» **Pasaje**
+++

Desde el golpe de Estado de 1955 contra el gobierno de Perón hasta el 10 de diciembre de 1983, es decir, durante 28 años, hubo en la Argentina sólo seis de gobiernos constitucionales diluidos en 22 de dictaduras. Los primeros intentos de resistencia armada empezaron en 1956, bajo un gobierno militar, y la mayoría de las acciones importantes tuvieron lugar contra ese tipo de gobierno. Calificar el de Isabel Perón de democrático es una lamentable patraña, ya que fue ese mismo gobierno el que, después de haber alentado grupos paramilitares y parapoliciales, comenzó a aplicar el terrorismo de Estado firmando un decreto de “exterminio” que los militares no hicieron más que aplicar al pie de la letra.

Quiero hacer notar que, como de costumbre, el señor Vargas Llosa es poco original, porque su punto de vista coincide como por casualidad, y al milímetro, con el de la dictadura militar: si torturaron y asesinaron fue porque los otros los obligaron a lanzarse en lo que ellos mismos bautizaron “la guerra sucia”. Adobándolo de inenarrable chatura seudohumanista, Vargas Llosa no hace más que blandir el eterno pretexto de todos los tiranos: la responsabilidad del terrorismo de Estado recae no sobre los asesinos que lo ponen en práctica, sino sobre la sedición que, previamente, la provocó.

En cada frase de ese artículo hay una inepcia, y podría poner como ejemplo la afirmación de que Chile es un país reconciliado, aunque todos sabemos que los excesos del golpe de 1973 aún no han sido elucidados, y que la sombra siniestra de Pinochet se proyecta todavía, reivindicando orgullosamente todos sus crímenes, sobre la sociedad chilena.

En la más completa impunidad, y con la inconsecuencia clínica del mitómano, Vargas Llosa, como se puede comprobar, es capaz de escribir cualquier cosa y, como decía al principio, la amalgama, la verdad trunca, la afirmación irresponsable, son la rutina de este articulista. La inconsistencia general de sus argumentos fatiga, y sus torpes tergiversaciones ya hace tiempo que han dejado de indignar.
Como a un factor más de contaminación ambiente se soportan su verborrea omnipresente, su sintaxis renga, sus efectos de pacotilla, su narcisismo vulgar que, a decir verdad, nada justifica. Pero todo tiene un límite.

+++

» **Explorar el material**
1 > Según el pasaje, ¿qué rasgos de Vargas Llosa se soportan "como a un factor más de contaminación ambiente"? Enuméralos todos.
2 > De acuerdo con el pasaje, ¿en qué año empezaron en la Argentina los primeros intentos de resistencia armada?
Los registros no se usan para resolver estas tareas.

» **Datos proporcionados**
+++

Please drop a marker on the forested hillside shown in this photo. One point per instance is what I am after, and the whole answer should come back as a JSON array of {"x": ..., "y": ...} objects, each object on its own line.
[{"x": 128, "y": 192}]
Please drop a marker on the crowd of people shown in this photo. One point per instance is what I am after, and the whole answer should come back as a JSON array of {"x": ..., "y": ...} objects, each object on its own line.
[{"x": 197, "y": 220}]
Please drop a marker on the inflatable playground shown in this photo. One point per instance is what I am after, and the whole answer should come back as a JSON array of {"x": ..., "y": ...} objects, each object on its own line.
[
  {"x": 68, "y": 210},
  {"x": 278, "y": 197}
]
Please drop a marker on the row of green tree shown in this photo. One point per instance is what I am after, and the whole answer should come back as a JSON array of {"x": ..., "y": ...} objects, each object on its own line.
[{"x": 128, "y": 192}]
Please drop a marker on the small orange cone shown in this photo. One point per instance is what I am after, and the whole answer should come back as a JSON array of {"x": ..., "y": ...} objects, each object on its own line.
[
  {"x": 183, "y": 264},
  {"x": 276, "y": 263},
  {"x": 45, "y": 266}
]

+++

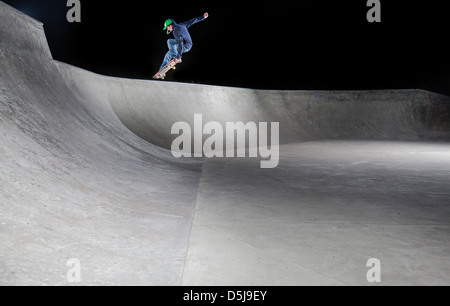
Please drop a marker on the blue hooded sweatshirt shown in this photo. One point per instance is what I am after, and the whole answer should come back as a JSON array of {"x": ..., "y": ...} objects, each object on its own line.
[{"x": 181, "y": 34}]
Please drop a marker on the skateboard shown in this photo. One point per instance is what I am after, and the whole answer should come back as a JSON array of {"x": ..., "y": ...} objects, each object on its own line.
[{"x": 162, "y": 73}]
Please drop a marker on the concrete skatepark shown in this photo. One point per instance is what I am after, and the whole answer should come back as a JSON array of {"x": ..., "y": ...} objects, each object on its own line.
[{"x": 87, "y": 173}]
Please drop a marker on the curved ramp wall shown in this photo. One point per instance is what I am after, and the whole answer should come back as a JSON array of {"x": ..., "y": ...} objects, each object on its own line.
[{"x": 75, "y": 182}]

+++

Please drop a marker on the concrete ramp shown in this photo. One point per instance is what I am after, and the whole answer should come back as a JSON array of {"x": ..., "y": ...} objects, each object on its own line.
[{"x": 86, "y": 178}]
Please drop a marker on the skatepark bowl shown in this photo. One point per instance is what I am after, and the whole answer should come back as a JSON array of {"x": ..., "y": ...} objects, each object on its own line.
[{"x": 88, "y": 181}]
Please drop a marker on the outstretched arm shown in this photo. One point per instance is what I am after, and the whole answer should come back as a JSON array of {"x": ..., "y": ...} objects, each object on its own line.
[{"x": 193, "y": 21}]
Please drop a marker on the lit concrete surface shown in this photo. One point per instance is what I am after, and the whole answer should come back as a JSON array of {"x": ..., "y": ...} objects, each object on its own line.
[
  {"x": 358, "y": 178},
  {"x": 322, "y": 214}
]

+++

» **Respuestas esperadas**
1 >
- su verborrea omnipresente
- su sintaxis renga
- sus efectos de pacotilla
- su narcisismo vulgar

2 > En 1956, bajo un gobierno militar.